▶ _Aufgabe 1_
Beantworte anhand des Ausgangstexts:
(a) Wie viel beträgt die US-Finanzhilfe für Pakistan seit den Angriffen vom 11. September 2001?
(b) Welche Funktion hat Dianne Feinstein?
(c) Wer wird in der Bildunterschrift als Verteidigungsminister genannt?

▶ _Ausgangstext_
* * *

Auch Mitglieder des US-Kongresses zeigten sich wütend und fassungslos, dass Bin Laden offenbar über viele Jahre angeblich ohne Wissen der Behörden so zentral leben konnte. Sie stellten die US-Finanzhilfe für Pakistan infrage, die seit den Angriffen vom 11. September 2001 etwa 20 Milliarden Dollar beträgt. "Unsere Regierung ist in finanziellen Nöten", erklärte die einflussreiche Vorsitzende des Geheimdienstausschusses im Senat, Dianne Feinstein. Viele Abgeordnete hätten ein Problem damit, ein Land zu unterstützen, das sich nicht mit ganzer Kraft einbringe.

US-Präsident Barack Obama, sein Vize Joseph Biden, Außenministerin Clinton, Verteidigungsminister Gates im 'Situation Room' des weißen Hauses (Foto: AP)

* * *

▶ _Eingabedaten_
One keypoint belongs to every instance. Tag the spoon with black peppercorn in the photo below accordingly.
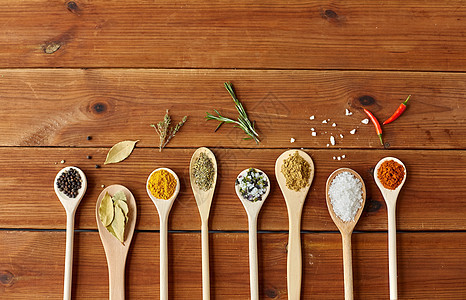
(252, 187)
(70, 184)
(390, 196)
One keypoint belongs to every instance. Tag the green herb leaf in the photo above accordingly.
(106, 210)
(120, 151)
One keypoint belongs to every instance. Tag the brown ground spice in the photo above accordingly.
(391, 174)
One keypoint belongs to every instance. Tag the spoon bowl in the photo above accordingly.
(294, 203)
(70, 205)
(346, 229)
(204, 202)
(390, 197)
(115, 251)
(163, 208)
(252, 210)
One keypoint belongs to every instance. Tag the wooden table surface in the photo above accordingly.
(109, 69)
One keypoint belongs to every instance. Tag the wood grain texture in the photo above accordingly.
(62, 107)
(396, 35)
(431, 199)
(433, 270)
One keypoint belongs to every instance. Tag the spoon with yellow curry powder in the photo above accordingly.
(294, 170)
(162, 187)
(390, 176)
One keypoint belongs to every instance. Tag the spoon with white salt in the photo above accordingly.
(163, 208)
(253, 197)
(390, 197)
(346, 196)
(70, 205)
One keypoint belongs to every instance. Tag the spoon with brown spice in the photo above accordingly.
(294, 170)
(390, 176)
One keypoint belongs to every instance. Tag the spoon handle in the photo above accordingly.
(392, 251)
(294, 259)
(253, 264)
(163, 258)
(205, 260)
(69, 255)
(347, 266)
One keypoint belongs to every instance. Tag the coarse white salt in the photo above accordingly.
(345, 194)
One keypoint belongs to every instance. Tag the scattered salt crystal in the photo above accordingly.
(345, 194)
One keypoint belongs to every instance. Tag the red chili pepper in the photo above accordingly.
(376, 123)
(398, 112)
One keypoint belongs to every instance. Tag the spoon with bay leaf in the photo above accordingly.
(117, 232)
(163, 208)
(70, 199)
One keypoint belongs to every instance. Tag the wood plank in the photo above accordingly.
(432, 198)
(430, 266)
(396, 35)
(62, 107)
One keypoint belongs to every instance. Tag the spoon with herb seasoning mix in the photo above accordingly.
(346, 196)
(390, 176)
(116, 214)
(163, 185)
(294, 170)
(252, 187)
(203, 177)
(70, 184)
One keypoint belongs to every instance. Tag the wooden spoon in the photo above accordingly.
(204, 201)
(115, 251)
(70, 205)
(163, 208)
(253, 209)
(294, 204)
(390, 197)
(346, 229)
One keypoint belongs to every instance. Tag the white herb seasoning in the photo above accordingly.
(345, 194)
(252, 185)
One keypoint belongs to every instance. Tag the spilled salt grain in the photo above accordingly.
(345, 194)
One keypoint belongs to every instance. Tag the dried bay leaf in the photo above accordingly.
(120, 151)
(106, 210)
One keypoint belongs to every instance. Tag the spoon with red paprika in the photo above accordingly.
(398, 112)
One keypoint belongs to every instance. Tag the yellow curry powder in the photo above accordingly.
(162, 184)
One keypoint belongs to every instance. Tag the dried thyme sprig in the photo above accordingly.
(243, 120)
(165, 132)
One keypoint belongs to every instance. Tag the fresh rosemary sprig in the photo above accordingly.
(165, 132)
(243, 120)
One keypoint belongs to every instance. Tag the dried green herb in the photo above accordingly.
(165, 132)
(120, 151)
(243, 121)
(204, 172)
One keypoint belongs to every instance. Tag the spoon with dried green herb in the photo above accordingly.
(116, 214)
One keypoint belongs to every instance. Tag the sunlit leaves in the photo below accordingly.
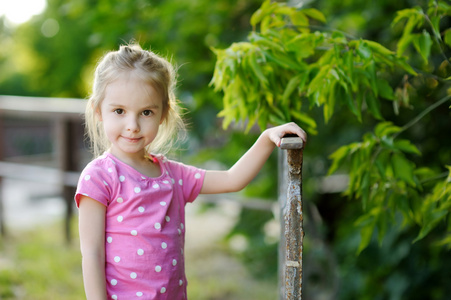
(285, 67)
(380, 174)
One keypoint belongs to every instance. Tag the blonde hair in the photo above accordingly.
(154, 70)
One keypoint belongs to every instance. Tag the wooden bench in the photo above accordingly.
(65, 116)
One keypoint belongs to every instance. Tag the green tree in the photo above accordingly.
(292, 66)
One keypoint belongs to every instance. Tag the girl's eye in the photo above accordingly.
(147, 112)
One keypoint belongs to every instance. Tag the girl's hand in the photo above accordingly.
(276, 134)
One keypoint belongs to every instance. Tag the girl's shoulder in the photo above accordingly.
(102, 163)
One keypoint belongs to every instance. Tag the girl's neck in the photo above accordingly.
(145, 164)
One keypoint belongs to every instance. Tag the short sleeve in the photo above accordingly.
(190, 179)
(94, 182)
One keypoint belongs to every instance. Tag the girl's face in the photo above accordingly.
(132, 112)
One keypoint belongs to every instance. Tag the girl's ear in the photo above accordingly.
(99, 114)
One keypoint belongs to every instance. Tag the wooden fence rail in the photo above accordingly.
(65, 116)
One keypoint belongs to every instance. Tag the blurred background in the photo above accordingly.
(50, 49)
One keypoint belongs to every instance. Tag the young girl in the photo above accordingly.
(131, 201)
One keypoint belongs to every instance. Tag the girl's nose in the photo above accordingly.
(133, 125)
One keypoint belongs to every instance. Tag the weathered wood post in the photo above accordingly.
(292, 223)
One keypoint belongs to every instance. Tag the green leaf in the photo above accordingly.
(384, 89)
(338, 158)
(296, 82)
(366, 234)
(403, 168)
(305, 119)
(260, 13)
(423, 43)
(386, 128)
(448, 37)
(406, 146)
(373, 105)
(257, 70)
(364, 50)
(430, 223)
(376, 47)
(314, 14)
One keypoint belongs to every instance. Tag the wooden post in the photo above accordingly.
(2, 214)
(66, 132)
(293, 232)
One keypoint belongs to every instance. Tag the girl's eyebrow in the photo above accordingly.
(152, 106)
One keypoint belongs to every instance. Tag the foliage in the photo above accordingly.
(286, 65)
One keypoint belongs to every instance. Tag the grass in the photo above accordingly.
(38, 264)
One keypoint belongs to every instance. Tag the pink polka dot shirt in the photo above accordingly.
(145, 225)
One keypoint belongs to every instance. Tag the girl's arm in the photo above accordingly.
(248, 166)
(92, 244)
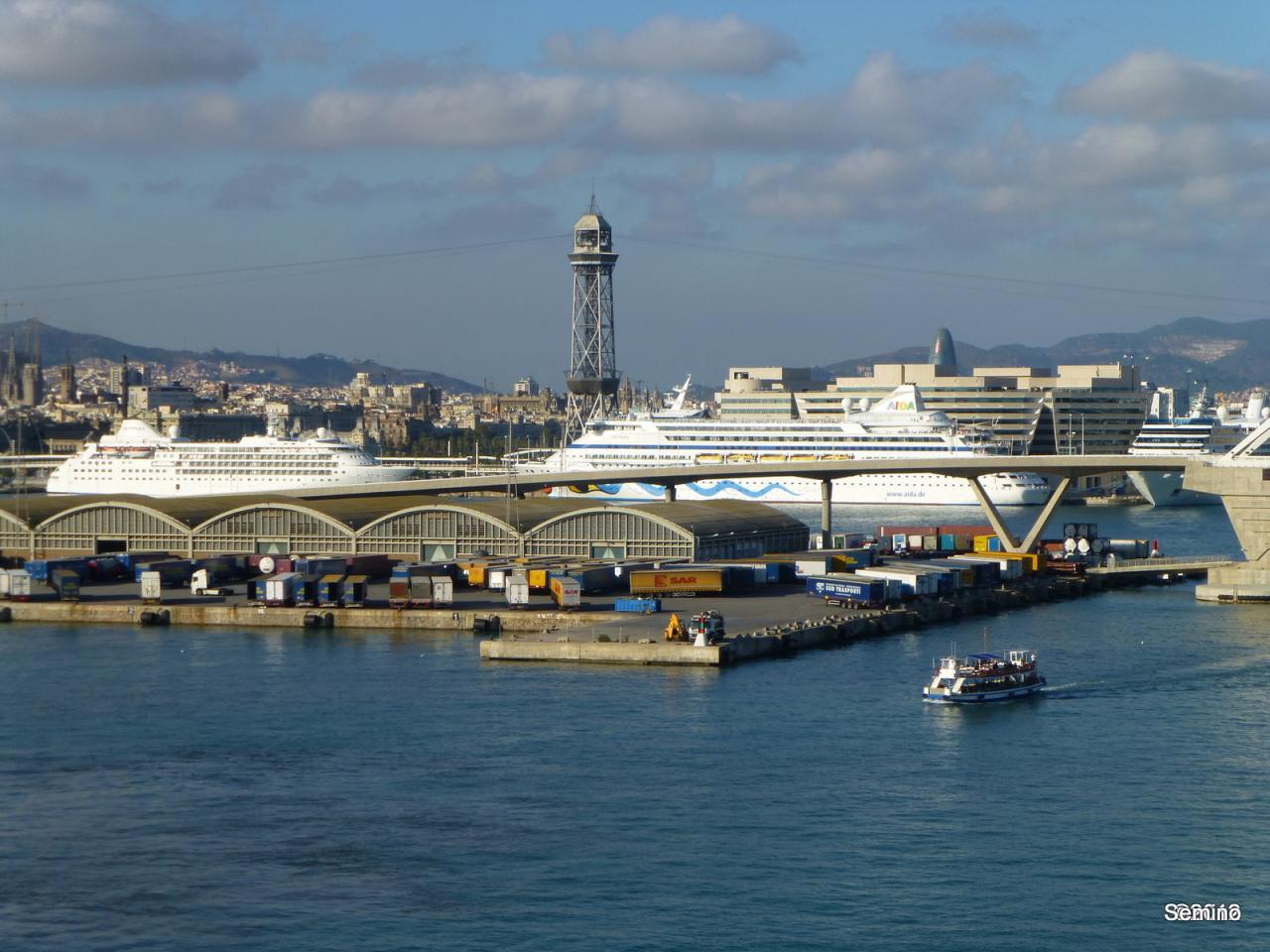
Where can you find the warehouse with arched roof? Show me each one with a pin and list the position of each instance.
(417, 527)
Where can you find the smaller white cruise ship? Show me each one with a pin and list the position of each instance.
(1199, 433)
(897, 428)
(137, 460)
(975, 679)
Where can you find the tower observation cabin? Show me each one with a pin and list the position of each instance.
(593, 379)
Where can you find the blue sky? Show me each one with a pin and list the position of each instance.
(793, 182)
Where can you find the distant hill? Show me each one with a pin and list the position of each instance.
(60, 345)
(1228, 357)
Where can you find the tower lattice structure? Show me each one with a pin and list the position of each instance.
(592, 381)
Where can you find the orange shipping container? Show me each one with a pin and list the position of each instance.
(686, 580)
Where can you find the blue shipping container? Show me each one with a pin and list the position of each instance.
(638, 606)
(870, 592)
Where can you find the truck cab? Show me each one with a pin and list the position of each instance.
(706, 629)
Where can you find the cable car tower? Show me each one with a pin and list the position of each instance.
(592, 381)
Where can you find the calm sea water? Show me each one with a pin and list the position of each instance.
(277, 789)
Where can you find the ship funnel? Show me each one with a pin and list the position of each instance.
(1256, 404)
(903, 400)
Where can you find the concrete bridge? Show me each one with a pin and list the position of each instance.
(1064, 468)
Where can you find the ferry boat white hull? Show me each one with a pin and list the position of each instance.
(892, 489)
(1166, 489)
(984, 697)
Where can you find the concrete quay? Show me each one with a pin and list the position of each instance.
(760, 625)
(1243, 486)
(601, 645)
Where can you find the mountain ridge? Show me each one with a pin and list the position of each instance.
(60, 345)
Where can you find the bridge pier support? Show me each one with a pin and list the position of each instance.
(998, 525)
(826, 513)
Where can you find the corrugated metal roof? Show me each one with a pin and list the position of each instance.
(701, 518)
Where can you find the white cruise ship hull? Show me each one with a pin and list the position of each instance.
(143, 462)
(1166, 489)
(889, 489)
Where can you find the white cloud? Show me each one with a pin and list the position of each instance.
(1153, 86)
(114, 44)
(992, 30)
(671, 44)
(489, 109)
(257, 186)
(884, 103)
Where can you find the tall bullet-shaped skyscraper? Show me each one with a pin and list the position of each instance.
(592, 381)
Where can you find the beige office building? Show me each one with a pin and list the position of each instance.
(1074, 409)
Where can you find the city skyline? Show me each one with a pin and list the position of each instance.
(785, 185)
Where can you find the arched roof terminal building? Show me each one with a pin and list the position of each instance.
(422, 527)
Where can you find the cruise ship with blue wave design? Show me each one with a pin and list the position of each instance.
(897, 428)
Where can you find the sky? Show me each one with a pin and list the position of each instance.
(789, 182)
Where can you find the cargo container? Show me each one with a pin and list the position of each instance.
(852, 558)
(844, 589)
(409, 570)
(987, 543)
(953, 576)
(985, 571)
(130, 560)
(1033, 562)
(538, 578)
(202, 581)
(913, 583)
(255, 589)
(595, 578)
(270, 565)
(353, 590)
(516, 589)
(318, 566)
(281, 589)
(497, 575)
(19, 584)
(151, 588)
(638, 606)
(372, 566)
(107, 569)
(1006, 567)
(64, 583)
(42, 569)
(847, 539)
(566, 592)
(330, 590)
(176, 571)
(472, 574)
(683, 581)
(443, 590)
(308, 590)
(907, 531)
(421, 592)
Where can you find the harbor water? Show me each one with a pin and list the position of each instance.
(284, 789)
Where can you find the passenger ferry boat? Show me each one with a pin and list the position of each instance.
(976, 679)
(141, 461)
(898, 428)
(1199, 433)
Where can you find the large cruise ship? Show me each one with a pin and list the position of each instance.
(1199, 433)
(141, 461)
(898, 428)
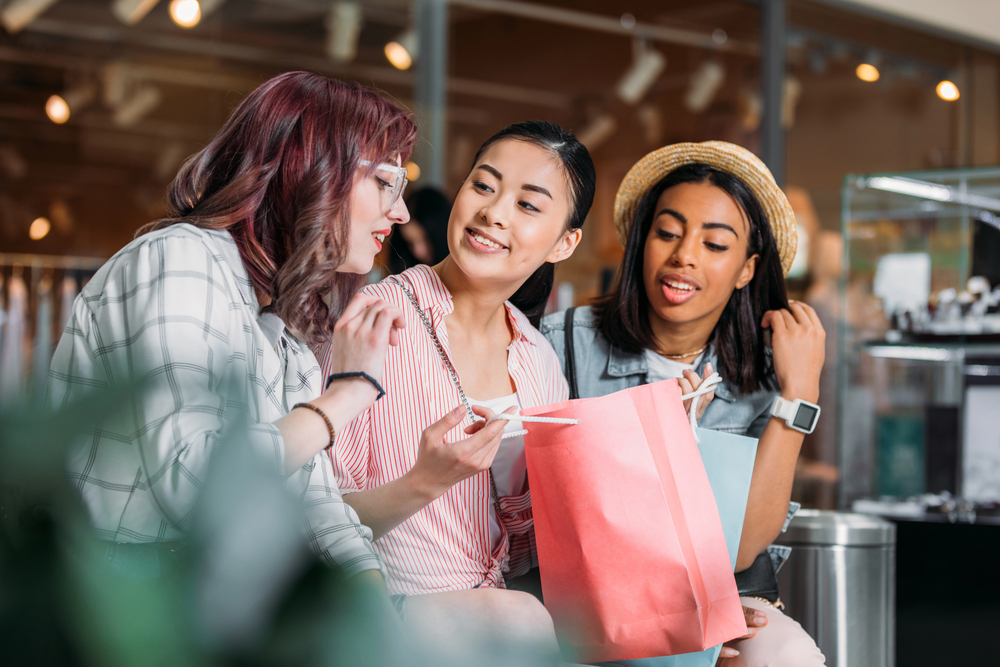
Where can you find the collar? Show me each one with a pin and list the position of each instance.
(622, 363)
(433, 296)
(231, 255)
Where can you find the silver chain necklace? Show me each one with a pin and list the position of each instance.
(454, 378)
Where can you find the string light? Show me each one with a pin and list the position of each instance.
(947, 91)
(867, 72)
(39, 228)
(57, 110)
(185, 13)
(403, 51)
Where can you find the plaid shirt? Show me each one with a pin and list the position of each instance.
(176, 309)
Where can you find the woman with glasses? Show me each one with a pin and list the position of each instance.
(451, 515)
(213, 308)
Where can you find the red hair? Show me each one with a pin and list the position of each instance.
(278, 176)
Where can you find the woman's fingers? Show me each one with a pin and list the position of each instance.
(436, 431)
(755, 618)
(810, 312)
(773, 319)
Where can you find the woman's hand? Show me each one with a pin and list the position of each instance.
(440, 465)
(798, 345)
(755, 618)
(361, 339)
(690, 382)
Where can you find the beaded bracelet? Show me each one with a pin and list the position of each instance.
(364, 376)
(329, 424)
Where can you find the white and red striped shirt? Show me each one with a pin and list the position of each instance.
(446, 545)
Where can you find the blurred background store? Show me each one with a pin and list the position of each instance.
(101, 101)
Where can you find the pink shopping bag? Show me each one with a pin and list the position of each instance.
(631, 550)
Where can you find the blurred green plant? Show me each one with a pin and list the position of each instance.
(242, 591)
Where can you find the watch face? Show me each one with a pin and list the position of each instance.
(805, 417)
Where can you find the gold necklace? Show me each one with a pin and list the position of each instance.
(686, 354)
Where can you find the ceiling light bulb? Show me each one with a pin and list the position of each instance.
(185, 13)
(57, 110)
(948, 91)
(403, 51)
(39, 228)
(398, 56)
(867, 72)
(647, 64)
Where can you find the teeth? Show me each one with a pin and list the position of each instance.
(485, 241)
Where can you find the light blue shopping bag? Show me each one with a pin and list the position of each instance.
(728, 460)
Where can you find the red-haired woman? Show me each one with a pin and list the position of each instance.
(271, 228)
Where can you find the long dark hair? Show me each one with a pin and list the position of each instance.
(743, 358)
(278, 176)
(533, 294)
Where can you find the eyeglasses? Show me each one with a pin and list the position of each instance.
(395, 186)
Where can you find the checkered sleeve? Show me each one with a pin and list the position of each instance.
(165, 320)
(335, 531)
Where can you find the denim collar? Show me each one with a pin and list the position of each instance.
(624, 364)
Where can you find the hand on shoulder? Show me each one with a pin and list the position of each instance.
(798, 346)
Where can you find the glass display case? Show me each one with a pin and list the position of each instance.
(918, 370)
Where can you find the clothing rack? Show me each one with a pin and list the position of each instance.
(67, 262)
(31, 323)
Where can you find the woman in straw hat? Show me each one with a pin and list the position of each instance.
(708, 238)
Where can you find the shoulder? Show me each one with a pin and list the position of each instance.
(586, 335)
(179, 252)
(735, 412)
(420, 280)
(583, 316)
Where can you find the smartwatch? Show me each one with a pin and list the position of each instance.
(798, 414)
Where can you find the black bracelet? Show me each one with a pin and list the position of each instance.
(364, 376)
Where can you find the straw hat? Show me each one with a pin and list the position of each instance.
(724, 156)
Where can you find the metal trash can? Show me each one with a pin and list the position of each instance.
(840, 584)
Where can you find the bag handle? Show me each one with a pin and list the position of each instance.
(708, 385)
(570, 355)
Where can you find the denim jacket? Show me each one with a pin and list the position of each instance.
(602, 368)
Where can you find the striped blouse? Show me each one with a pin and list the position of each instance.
(446, 545)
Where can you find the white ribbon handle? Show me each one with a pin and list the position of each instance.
(518, 417)
(708, 385)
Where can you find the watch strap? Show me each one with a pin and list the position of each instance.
(783, 408)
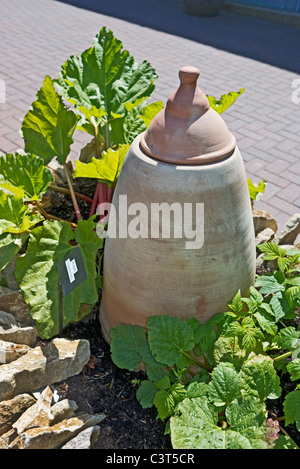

* * *

▶ _Aufgabe 2_
Skaliere in den Einträgen die Zeilen von der Zeile mit „Where can you find the calm“ bis einschließlich der Zeile mit „(1064, 468)“ und gib nur diese Zeilen samt den Aufforderungen erneut aus. Multipliziere dabei jede Koordinate in den Antworten mit 1,6 und runde auf ganze Zahlen, wobei ,5 aufgerundet wird.

▶ _Richtige Lösung 1_
(a) Etwa 20 Milliarden Dollar.
(b) Sie ist Vorsitzende des Geheimdienstausschusses im Senat.
(c) Gates.

▶ _Richtige Lösung 2_
Where can you find the calm sea water? Show me each one with a pin and list the position of each instance.
(443, 1262)
Where can you find the ship funnel? Show me each one with a pin and list the position of each instance.
(2010, 646)
(1445, 640)
Where can you find the concrete bridge? Show me each one with a pin and list the position of each instance.
(1702, 749)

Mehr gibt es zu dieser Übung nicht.